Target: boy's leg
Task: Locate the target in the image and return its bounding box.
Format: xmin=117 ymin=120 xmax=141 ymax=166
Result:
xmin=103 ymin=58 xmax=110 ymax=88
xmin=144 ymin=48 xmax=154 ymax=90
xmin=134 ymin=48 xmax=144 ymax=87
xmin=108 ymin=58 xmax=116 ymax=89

━━━━━━━━━━━━━━━━━━━━━━━━━━━━━━

## REQUIREMENT
Write out every line of the records again, requests included, with each bounding-box coordinate in the answers multiplied by 2 and rounded to a whole number, halves rounded up. Leave the numbers in the requests and their format samples unchanged.

## FULL RESPONSE
Target: boy's leg
Task: Locate the target in the image and return its bounding box.
Format: xmin=117 ymin=120 xmax=141 ymax=166
Result:
xmin=206 ymin=116 xmax=220 ymax=176
xmin=288 ymin=96 xmax=308 ymax=180
xmin=268 ymin=96 xmax=288 ymax=174
xmin=216 ymin=116 xmax=232 ymax=178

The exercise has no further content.